#### [Exercise inputs]
--------------------------------
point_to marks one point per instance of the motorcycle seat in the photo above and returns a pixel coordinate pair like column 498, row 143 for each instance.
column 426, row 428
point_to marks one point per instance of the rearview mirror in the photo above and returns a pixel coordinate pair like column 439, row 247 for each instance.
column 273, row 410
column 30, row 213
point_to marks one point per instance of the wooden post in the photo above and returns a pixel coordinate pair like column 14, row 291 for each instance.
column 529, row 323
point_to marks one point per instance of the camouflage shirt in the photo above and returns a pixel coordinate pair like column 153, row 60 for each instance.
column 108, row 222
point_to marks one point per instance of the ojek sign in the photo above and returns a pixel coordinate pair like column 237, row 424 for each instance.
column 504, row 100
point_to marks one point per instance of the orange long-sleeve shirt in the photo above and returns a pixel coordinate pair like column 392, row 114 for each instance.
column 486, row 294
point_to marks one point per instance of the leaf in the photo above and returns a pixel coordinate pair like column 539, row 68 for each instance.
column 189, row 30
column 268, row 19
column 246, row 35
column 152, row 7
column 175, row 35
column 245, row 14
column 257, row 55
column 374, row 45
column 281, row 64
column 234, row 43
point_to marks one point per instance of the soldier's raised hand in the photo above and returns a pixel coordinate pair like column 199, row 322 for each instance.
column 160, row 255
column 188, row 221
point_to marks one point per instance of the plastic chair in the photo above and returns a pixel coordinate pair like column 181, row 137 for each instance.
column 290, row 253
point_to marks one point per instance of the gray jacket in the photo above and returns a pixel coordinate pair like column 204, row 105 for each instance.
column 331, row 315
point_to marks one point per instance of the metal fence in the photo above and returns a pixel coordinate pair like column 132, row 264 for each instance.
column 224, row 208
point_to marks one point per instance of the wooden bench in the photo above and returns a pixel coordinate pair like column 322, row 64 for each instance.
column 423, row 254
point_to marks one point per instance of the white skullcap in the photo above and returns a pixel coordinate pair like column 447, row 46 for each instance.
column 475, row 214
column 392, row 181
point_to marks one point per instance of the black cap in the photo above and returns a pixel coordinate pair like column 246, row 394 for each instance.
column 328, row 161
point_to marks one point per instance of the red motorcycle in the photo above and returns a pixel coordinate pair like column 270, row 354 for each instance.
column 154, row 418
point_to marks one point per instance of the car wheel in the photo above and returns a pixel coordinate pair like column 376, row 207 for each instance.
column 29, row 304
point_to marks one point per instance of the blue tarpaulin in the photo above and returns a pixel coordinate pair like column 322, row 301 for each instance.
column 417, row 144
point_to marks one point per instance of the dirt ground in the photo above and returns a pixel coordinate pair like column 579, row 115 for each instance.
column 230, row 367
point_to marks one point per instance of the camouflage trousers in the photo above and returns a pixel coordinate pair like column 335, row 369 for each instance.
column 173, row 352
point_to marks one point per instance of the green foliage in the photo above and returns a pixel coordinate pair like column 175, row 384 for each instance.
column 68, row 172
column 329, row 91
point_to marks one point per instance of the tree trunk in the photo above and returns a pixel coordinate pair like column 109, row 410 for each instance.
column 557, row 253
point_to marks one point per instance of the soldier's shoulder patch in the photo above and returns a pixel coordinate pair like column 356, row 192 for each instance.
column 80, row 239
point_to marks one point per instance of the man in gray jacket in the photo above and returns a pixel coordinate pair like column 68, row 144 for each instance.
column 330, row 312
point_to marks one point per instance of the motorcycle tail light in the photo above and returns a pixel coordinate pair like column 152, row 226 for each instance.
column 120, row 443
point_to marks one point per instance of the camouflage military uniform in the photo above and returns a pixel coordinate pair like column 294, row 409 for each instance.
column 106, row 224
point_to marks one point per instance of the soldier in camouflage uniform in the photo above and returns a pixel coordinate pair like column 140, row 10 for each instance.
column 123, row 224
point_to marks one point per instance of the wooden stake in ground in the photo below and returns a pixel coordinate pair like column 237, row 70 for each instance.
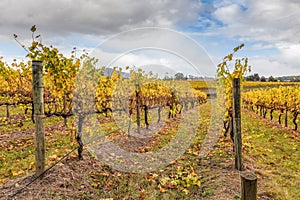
column 248, row 186
column 38, row 103
column 236, row 95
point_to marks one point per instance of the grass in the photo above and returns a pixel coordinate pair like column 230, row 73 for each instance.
column 275, row 151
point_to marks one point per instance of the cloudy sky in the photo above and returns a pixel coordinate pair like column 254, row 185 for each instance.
column 190, row 36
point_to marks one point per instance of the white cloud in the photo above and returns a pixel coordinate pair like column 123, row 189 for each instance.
column 93, row 16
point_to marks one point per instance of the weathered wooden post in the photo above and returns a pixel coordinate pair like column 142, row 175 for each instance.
column 38, row 106
column 138, row 117
column 248, row 186
column 236, row 95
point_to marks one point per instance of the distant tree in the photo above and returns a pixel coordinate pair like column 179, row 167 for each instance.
column 256, row 77
column 179, row 76
column 271, row 79
column 250, row 78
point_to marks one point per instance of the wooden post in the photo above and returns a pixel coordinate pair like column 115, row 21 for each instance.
column 7, row 111
column 236, row 95
column 38, row 106
column 138, row 117
column 248, row 186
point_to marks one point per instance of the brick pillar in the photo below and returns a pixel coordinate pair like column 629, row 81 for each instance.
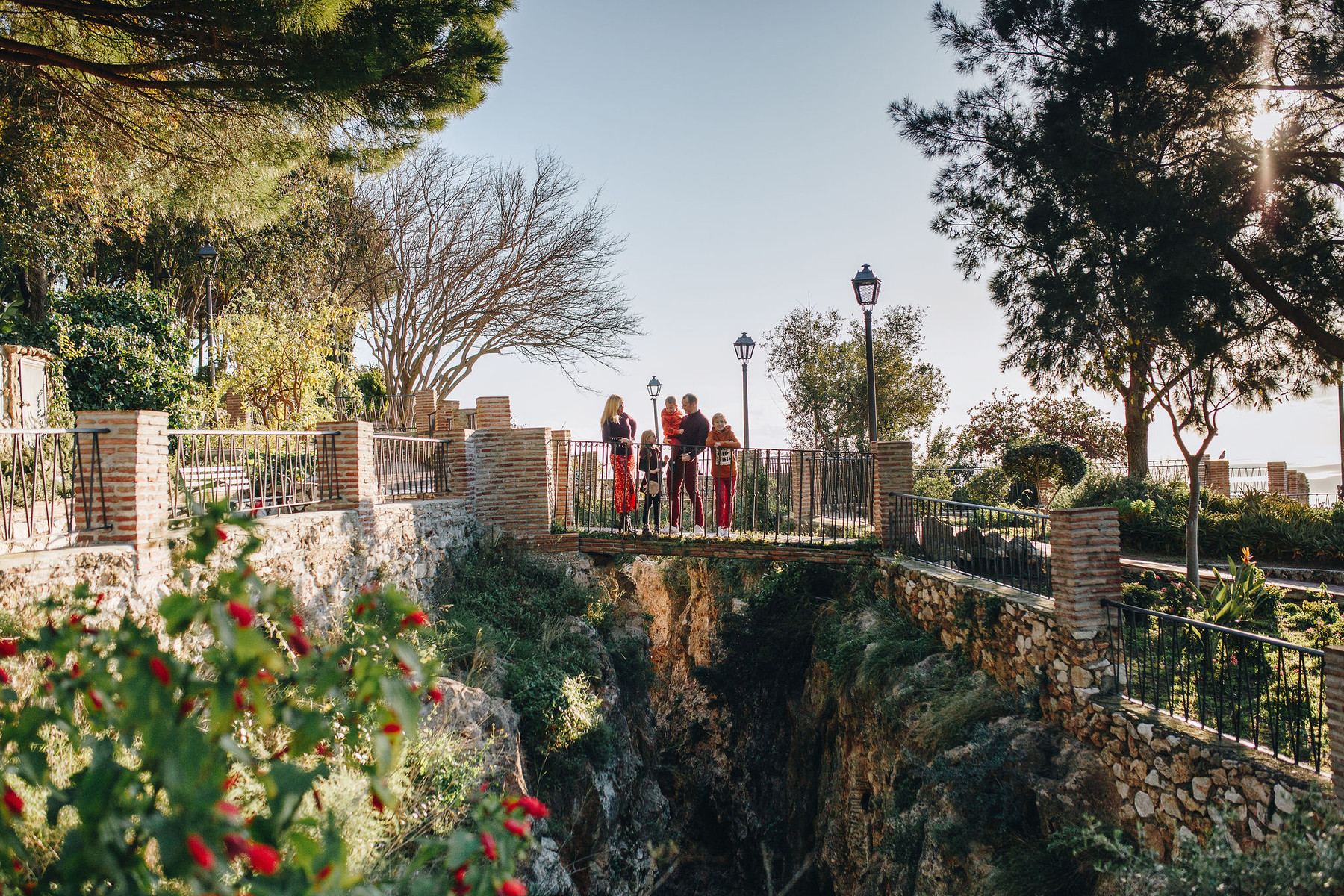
--------------------------------
#### [Task objective]
Your task is to repeat the records exactly. Images do not belong in the copy.

#### [Exercise result]
point_to marks one point per instance of the motorcycle seat in the photo above and returns a pixel coordinate pair like column 498, row 143 for each instance.
column 426, row 428
point_to marks one point per instance of the rearview mirror in the photo above and returns a pixel coordinate pair like column 439, row 247 for each instance.
column 273, row 410
column 30, row 213
point_to marks one point per instance of the wooden post in the photo above and returns a pixel coordinate pair like column 14, row 291 for each instance.
column 529, row 323
point_to marks one point per instance of the camouflage shirt in the photo above and returns a pixel coordinate pair like column 153, row 60 for each instance.
column 108, row 222
point_to marks one point per instance of the ojek sign in the photo above and returns a pixel coordinate pair like column 237, row 424 for each instance.
column 504, row 100
point_to marks one point per instance of the orange long-sleeve shirt in the photo above and returns a pixel coordinate pair like column 392, row 114 for each instance.
column 486, row 294
point_to marks one point per instance of the leaf in the photo above and returns a pixel coordinate pair like column 539, row 68 for each instance.
column 189, row 30
column 268, row 19
column 246, row 35
column 152, row 7
column 175, row 35
column 245, row 14
column 257, row 55
column 374, row 45
column 281, row 64
column 234, row 43
point_to marks one point per instance of the soldier's raised hand in the photo above and returns a pixel coordinate pair like column 199, row 322 for each instance.
column 160, row 255
column 188, row 221
point_to marks one point per instance of the plastic chair in the photo above and returns a pixel coordinate pair like column 181, row 137 for each instance.
column 290, row 253
point_to marks one point per instance of the gray jacket in the photo above and returns a pixel coordinate pair like column 204, row 105 for each instance.
column 331, row 315
point_to marks one point per instance of the metal fence in the photo above and returns a pixel coordinate pair like column 132, row 264 for each instance.
column 224, row 208
point_to marks one point per instance of the wooden bench in the photo above and returns a pixel coordinate pair like column 322, row 64 for each instance.
column 423, row 254
point_to marks one point per instance of the white skullcap in the photo above and returns a pixel coordinate pair like column 447, row 46 for each instance.
column 475, row 214
column 392, row 181
point_to marks one point per instance of the black cap in the photo above and returns a pixel coordinate pair like column 246, row 394 for each instance.
column 328, row 161
point_to marks one point per instance of the red motorcycle in the photo above and returns a pixel coordinate pair like column 270, row 354 for each instance.
column 154, row 418
point_to marks one point per instance of the car wheel in the photo above and returns a pixel coordinate pair like column 376, row 207 for each instance.
column 29, row 304
point_to marks one point per instance of the blue tarpaulin in the photo above and returns a pixel coordinate pair like column 322, row 301 for each instance.
column 417, row 144
point_to marks one point per instance of the dirt ground in the photo above and returns a pixel coordinate pair like column 579, row 115 for each instance.
column 230, row 367
point_to marks one point per instance of the camouflage trousers in the photo above and returns a pixel coordinate pair like column 335, row 369 for each instance.
column 173, row 352
point_to marks one point per instance of the green foliage in the photo above and returns a pixel coordinate pair like column 175, row 384 for each instance.
column 68, row 172
column 329, row 91
point_to marks one point per instance of the tree trunk in the photo above and returns a pixel coordinate pair like column 109, row 410 for each instance.
column 557, row 253
point_to marks one point per instance of the soldier's shoulder patch in the photo above and returns a pixel coordinate pair like column 356, row 192 for each instance.
column 80, row 239
point_to marks one point per instance of the man in gray jacket in the photo above and returns a pixel coordinate pair like column 68, row 144 for each instance.
column 330, row 312
point_to marks one point per instance of the motorcycle tail light in the photo above and returns a pixel coordinate pair like column 152, row 226 for each instance.
column 120, row 443
point_to marks one point per instance of the camouflage military uniform in the photo above and returns a pixel coordinate pair like column 294, row 409 for each instance.
column 106, row 224
point_to marks one point per instance of the soldier in camouflage uniform in the photo above and returns a pixel coordinate pair like column 140, row 10 for each instance.
column 123, row 224
point_to marks one point per instance of the wooden stake in ground in the photo below and returns a pixel coordinate pair like column 237, row 70 for each instance.
column 248, row 186
column 38, row 103
column 236, row 95
point_to marks one point per instance of the grass in the photo above and returns a pixel coordinate pair like column 230, row 73 for each instance.
column 275, row 151
point_to marks one point per instance of the cloudy sky in the photo above and returns a pixel coordinate pair like column 254, row 185 for each instance.
column 190, row 36
point_to marks one point per instance of the white cloud in the photo above and returns a pixel coordinate pair like column 123, row 189 for each instance.
column 93, row 16
point_to marks one point per instance of the weathered wooden post in the photo above and returns a pixel coordinate pair like column 142, row 175 for each instance.
column 38, row 106
column 138, row 117
column 248, row 186
column 236, row 95
point_to marks one point per instance of the distant tree in the photo above and returns a pixel coordinate pair like column 179, row 167 for each instance.
column 256, row 77
column 179, row 76
column 271, row 79
column 250, row 78
point_to marks one point per instance of the wooden post in the photo above and returns a pixel coordinate pair like column 115, row 21 for each instance.
column 7, row 111
column 236, row 95
column 38, row 106
column 138, row 117
column 248, row 186
point_to marks one point per instance of the brick pillar in the photo below and returns a pixel coordinate pair like column 629, row 81 for each instance.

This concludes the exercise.